WHAT NEEDS TO BE DONE:
Gather each line of the entries below that contains the word "bowl", treating uppercase and lowercase as different.

RECORDS SUPPLIED:

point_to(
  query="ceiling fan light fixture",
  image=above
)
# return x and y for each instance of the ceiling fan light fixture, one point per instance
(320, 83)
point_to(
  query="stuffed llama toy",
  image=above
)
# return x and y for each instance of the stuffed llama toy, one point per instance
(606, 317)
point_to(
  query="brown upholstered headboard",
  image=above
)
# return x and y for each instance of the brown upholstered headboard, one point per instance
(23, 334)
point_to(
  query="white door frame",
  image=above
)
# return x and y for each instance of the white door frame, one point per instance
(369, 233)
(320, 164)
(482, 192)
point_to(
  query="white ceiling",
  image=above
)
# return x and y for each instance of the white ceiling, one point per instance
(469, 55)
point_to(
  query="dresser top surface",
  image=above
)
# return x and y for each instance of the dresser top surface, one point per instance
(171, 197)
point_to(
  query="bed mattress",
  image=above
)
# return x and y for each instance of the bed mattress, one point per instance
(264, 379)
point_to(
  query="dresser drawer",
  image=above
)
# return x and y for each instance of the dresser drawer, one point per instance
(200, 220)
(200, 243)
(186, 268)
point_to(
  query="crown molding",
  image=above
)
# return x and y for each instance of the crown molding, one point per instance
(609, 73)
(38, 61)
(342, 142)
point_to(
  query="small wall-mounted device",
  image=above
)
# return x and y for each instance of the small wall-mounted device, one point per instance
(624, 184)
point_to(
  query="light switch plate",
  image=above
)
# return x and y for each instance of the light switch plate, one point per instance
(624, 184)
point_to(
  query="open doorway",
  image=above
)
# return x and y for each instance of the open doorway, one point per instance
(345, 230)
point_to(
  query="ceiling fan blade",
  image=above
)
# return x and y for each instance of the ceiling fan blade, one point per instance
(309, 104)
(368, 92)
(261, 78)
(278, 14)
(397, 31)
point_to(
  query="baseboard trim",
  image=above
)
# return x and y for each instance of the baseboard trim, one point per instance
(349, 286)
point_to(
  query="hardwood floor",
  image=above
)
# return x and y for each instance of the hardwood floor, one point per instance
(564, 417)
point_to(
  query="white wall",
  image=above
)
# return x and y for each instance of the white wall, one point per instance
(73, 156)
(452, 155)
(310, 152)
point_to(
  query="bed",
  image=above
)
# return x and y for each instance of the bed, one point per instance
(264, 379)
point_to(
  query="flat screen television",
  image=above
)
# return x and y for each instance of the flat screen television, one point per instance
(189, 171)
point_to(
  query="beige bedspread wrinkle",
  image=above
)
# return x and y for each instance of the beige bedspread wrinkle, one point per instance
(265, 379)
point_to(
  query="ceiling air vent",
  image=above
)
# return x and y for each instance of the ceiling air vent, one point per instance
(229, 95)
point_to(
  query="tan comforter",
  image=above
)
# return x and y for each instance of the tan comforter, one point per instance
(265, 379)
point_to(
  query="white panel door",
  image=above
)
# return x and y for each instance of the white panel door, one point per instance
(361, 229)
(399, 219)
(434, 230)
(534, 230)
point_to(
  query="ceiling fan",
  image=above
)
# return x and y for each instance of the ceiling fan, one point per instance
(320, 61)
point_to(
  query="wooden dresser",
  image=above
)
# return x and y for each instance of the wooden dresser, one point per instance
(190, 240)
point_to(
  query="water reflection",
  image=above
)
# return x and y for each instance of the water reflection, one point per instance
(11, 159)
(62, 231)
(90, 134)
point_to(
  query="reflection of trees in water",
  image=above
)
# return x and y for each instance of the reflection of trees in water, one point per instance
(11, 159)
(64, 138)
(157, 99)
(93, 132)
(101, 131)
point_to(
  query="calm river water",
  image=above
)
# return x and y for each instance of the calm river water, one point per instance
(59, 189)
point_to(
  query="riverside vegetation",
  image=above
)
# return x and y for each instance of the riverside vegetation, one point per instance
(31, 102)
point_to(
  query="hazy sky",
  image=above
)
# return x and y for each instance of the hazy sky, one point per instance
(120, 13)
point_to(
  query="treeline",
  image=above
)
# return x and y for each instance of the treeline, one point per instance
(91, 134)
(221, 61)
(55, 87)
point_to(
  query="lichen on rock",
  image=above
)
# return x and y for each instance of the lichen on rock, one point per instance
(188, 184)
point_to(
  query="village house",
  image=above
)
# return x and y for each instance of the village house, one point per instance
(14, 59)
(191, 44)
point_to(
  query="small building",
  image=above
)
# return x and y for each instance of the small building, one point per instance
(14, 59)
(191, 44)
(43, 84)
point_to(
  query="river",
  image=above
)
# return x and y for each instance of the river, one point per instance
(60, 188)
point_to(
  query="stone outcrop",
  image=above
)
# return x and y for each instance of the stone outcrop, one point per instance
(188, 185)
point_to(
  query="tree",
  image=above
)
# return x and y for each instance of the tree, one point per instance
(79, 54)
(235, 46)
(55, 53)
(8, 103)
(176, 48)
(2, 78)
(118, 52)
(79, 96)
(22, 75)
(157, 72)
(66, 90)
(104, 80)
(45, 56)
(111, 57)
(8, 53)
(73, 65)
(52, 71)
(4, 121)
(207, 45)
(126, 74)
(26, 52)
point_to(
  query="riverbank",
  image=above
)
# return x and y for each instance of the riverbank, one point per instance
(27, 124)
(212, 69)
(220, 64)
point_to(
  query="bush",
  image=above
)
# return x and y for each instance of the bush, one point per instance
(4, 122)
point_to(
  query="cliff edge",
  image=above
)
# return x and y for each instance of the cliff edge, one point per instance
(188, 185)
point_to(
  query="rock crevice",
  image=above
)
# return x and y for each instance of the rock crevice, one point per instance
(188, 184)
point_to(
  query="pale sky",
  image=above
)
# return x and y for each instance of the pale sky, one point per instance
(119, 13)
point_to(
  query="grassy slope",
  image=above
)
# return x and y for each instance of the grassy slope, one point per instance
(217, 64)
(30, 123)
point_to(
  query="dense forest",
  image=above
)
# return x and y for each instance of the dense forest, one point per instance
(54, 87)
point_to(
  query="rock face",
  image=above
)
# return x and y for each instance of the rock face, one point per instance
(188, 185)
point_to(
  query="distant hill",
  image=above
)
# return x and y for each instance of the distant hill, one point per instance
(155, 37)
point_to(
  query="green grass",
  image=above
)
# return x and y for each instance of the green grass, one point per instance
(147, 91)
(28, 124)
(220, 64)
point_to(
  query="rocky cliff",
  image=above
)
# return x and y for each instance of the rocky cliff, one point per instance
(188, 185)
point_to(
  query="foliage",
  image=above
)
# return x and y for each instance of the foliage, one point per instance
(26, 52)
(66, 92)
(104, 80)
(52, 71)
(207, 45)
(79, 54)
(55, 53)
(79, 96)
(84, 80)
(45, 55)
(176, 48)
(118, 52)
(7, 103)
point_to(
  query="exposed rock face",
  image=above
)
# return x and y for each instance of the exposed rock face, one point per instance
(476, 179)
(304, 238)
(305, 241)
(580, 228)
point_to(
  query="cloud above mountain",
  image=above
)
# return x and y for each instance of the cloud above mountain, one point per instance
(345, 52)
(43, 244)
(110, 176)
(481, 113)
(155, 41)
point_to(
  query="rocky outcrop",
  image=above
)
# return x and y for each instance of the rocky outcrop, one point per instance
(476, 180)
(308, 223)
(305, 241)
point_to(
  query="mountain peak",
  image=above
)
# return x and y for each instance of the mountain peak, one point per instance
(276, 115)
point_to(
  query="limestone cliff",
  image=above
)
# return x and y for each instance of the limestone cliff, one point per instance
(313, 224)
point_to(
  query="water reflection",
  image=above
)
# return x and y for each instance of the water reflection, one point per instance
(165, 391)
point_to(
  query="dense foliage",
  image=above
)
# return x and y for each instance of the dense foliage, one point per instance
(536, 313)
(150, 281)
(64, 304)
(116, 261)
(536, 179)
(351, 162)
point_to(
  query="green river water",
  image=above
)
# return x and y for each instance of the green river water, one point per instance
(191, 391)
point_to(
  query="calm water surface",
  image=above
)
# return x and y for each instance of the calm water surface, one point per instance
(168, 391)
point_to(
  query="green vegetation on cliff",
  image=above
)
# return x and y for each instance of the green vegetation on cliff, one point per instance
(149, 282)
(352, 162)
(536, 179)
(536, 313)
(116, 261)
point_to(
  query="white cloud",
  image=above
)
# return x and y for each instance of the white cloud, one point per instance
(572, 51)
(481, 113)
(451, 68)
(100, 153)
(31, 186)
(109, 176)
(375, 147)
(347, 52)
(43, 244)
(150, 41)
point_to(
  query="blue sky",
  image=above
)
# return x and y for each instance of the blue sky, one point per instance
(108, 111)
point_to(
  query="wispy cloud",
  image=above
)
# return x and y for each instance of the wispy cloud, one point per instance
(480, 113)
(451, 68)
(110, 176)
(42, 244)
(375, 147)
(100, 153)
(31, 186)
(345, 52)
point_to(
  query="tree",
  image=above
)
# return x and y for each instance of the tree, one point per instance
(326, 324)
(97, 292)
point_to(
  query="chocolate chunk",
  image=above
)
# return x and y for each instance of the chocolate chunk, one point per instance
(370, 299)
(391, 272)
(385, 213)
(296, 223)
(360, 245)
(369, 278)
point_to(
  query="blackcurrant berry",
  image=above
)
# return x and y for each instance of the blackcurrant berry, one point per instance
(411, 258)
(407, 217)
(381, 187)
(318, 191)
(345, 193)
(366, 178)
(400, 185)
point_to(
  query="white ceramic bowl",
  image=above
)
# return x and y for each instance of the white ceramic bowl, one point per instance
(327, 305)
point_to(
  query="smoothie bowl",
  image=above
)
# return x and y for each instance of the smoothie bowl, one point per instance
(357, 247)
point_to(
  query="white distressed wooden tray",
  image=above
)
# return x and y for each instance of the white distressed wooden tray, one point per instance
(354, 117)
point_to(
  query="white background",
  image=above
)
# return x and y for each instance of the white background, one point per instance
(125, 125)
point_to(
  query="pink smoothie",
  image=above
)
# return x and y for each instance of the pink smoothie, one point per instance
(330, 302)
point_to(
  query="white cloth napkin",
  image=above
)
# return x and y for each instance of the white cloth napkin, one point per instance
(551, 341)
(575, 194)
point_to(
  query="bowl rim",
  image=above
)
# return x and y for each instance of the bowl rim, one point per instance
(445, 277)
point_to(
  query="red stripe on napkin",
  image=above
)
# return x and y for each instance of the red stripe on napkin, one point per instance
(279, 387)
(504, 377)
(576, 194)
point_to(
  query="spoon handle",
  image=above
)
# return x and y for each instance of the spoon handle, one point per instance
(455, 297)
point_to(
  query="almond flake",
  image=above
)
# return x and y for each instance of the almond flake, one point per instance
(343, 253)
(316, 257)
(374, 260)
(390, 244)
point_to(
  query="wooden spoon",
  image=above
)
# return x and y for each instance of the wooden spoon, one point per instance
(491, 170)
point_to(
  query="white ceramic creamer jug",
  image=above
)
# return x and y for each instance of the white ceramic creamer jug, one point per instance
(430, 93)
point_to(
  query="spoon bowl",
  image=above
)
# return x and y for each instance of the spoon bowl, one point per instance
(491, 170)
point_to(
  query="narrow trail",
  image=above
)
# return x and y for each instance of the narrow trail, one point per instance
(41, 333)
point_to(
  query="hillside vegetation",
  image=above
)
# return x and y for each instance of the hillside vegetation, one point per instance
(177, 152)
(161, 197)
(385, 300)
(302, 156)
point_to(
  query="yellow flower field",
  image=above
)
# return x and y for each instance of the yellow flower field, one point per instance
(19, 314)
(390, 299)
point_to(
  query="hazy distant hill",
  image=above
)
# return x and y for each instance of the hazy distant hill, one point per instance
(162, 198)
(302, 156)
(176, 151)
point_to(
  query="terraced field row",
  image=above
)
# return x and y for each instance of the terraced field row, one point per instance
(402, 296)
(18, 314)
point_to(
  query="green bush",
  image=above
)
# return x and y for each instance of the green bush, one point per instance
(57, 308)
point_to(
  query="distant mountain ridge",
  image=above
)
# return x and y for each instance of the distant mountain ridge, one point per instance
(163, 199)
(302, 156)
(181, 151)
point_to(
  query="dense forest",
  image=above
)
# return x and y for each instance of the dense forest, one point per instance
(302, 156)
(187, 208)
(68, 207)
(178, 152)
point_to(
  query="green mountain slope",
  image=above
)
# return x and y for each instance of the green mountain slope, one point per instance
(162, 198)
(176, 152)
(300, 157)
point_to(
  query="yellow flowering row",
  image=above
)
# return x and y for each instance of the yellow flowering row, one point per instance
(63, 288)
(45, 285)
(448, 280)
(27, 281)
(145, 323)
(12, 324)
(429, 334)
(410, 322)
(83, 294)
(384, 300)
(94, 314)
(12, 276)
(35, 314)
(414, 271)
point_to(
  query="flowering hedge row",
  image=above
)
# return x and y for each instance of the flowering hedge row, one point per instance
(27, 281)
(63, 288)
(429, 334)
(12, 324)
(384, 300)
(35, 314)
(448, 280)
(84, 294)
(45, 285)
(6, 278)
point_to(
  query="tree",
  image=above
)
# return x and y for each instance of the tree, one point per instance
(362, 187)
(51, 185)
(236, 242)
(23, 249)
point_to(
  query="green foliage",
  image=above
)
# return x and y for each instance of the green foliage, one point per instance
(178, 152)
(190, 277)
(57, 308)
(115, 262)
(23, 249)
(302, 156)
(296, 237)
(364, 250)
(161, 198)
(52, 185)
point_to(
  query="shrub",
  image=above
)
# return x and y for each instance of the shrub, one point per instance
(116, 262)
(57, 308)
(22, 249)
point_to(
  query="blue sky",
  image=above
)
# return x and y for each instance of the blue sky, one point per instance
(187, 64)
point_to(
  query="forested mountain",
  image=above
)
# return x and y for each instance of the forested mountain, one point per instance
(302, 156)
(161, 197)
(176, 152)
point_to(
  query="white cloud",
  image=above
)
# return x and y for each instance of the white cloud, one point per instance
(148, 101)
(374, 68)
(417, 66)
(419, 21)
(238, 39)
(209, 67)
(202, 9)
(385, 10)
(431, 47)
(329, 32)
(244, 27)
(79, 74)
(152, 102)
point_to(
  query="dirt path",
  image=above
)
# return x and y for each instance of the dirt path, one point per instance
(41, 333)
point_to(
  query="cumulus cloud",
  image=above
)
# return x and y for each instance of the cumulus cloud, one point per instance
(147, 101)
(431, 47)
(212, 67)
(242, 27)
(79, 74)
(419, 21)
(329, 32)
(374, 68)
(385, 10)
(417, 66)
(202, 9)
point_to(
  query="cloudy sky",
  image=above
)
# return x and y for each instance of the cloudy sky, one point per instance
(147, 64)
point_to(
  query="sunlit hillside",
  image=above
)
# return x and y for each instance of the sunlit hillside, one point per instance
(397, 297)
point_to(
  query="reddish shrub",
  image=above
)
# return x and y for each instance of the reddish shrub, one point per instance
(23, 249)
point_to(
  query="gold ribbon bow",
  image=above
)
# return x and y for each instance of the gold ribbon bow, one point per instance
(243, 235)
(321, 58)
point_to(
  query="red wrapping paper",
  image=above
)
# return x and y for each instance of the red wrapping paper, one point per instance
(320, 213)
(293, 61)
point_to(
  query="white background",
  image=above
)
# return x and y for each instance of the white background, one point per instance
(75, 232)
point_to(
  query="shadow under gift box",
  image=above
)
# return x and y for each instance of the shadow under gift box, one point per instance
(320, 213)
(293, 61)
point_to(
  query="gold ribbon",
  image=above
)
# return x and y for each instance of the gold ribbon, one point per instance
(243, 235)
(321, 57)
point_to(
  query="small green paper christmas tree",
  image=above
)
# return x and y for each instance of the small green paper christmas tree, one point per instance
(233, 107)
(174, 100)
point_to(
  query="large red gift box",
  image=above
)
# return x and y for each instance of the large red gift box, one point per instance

CORRECT RESULT:
  query="white ceramic bowl",
# return x and y for each instance of the white ceramic bowl, one point per instance
  query="smoothie bowl",
# return x and y for each instance of the smoothie bowl, one point per instance
  query="bowl rim",
# return x and y for each instance of the bowl rim, one point per instance
  query="spoon bowl",
# return x and y for each instance of the spoon bowl, one point per instance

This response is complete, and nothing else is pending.